- [Work to be completed] All records below are to be repeated precisely, with nothing added.

- [Provided information]
##############################

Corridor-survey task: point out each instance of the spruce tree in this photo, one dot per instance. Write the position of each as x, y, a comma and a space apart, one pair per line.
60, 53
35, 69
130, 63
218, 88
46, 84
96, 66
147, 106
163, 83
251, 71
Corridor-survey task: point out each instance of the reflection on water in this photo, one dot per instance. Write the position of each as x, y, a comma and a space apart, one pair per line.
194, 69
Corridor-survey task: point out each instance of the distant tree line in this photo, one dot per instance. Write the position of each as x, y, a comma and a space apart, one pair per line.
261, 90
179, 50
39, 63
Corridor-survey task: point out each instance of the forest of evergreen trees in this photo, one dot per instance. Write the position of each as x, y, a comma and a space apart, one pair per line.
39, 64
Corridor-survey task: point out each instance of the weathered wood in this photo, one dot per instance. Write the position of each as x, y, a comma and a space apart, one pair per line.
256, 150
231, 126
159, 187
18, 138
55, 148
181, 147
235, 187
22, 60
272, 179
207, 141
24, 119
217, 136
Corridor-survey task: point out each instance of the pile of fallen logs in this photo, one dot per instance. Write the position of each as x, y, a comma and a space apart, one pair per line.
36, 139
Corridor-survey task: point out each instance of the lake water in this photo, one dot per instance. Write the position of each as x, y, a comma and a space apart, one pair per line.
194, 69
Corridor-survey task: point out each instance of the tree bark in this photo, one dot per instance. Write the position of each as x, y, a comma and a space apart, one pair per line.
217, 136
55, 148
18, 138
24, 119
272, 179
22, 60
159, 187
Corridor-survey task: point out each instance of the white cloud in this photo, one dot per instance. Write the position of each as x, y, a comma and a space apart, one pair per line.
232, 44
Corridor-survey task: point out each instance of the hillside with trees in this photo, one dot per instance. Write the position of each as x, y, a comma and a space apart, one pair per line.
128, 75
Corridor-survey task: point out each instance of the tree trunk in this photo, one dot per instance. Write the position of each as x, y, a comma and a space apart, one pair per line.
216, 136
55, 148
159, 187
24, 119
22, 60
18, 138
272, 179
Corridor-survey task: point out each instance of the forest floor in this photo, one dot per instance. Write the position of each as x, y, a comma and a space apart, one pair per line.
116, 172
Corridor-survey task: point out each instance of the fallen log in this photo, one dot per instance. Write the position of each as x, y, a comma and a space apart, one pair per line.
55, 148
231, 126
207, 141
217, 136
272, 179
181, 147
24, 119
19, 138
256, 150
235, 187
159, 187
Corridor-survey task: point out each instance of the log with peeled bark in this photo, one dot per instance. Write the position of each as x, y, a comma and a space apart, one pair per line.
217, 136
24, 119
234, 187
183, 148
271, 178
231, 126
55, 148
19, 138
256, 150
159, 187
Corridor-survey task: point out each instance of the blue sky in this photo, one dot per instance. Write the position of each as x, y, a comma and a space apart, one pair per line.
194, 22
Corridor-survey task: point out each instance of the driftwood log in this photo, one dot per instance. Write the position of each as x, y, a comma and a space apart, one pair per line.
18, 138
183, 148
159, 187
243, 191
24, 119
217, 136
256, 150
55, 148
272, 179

##############################

- [Answer for the task]
Corridor-survey task: point out each instance of the spruce tree in this photo, one dot per instance. Write the position of each as x, y, a comma and a space apart, one pair per line.
60, 53
35, 69
130, 63
218, 88
46, 84
96, 66
147, 106
163, 83
251, 71
Corridor-survey task: point out each instance of the reflection on water in this photo, one dot per instance. Write the position of each as x, y, a comma and a space apart, one pair per line.
194, 69
Corridor-survey task: point out each instance of the distant tree line in this photo, one dot per instance. Write the position of each as x, y, a comma and a space apart, one pair per line.
261, 90
179, 50
39, 63
Corridor-survey task: point out each instance of the forest of evergreen trees in this photo, one dot per instance. Write the position of each as x, y, a comma and a space apart, one pair per line.
39, 64
Corridor-survey task: point out each instance of the weathered wood in this photo, one dot per instance. Write the position of each as x, y, a comma and a space apart, one pair per line.
256, 150
231, 126
159, 187
18, 138
55, 148
181, 147
235, 187
22, 60
272, 179
207, 141
24, 119
217, 136
Corridor-survey task: point out each instance of the pile of fallen logs in this photo, one dot per instance. Write the position of each as x, y, a comma and a space apart, one pair per line.
36, 139
Corridor-survey task: point out each instance of the lake water in this photo, one dot per instance. Write the position of each as x, y, a comma and a space apart, one pair per line.
194, 69
Corridor-survey task: point out each instance of the tree bark in this photo, one dot per instance. Write the position of each as x, y, a comma and a space apart, one pair per line.
217, 136
55, 148
18, 138
24, 119
272, 179
22, 60
159, 187
Corridor-survey task: point out each instance of the white cloud in this photo, one dot per instance. Write the position of each as x, y, a comma and a space apart, one pair per line.
232, 44
Corridor-survey task: point out each instance of the hillside with trees in this photo, one dot per instance. Write the position of each as x, y, a comma and a space apart, one pair per line.
128, 75
Corridor-survey task: point out each instance of the tree trunk in this photo, one dot per instance. Write the position of each as x, y, a comma and a space apart, one pair per line.
216, 136
55, 148
159, 187
24, 119
22, 60
18, 138
272, 179
Corridor-survey task: point out each instance of the forest floor in this photo, one dot per instance. Write the position of each as x, y, a comma and a space apart, one pair per line.
116, 172
Corridor-survey task: point out each instance of the fallen log in this photo, one dot per instance. Write the position of each as x, y, a comma and a space apart, one pair per line.
55, 148
231, 126
207, 141
217, 136
272, 179
181, 147
24, 119
19, 138
256, 150
235, 187
159, 187
Corridor-survey task: point out each instance of the log with peeled bark in this photo, one dot per instance. Write the position of each as x, y, a comma and a space apart, one pair per line.
217, 136
24, 119
234, 187
183, 148
271, 178
231, 126
55, 148
19, 138
256, 150
159, 187
Corridor-survey task: point out each instance of the blue sky in this photo, one dot per instance. Write the position of each as x, y, a comma and a space apart, one pair per line.
194, 22
Corridor-survey task: point out each instance of the driftwood log in this photo, one dot per instance. Write the position of each as x, y, a comma and a space apart, one pair per line.
18, 138
183, 148
159, 187
243, 191
24, 119
217, 136
256, 150
55, 148
272, 179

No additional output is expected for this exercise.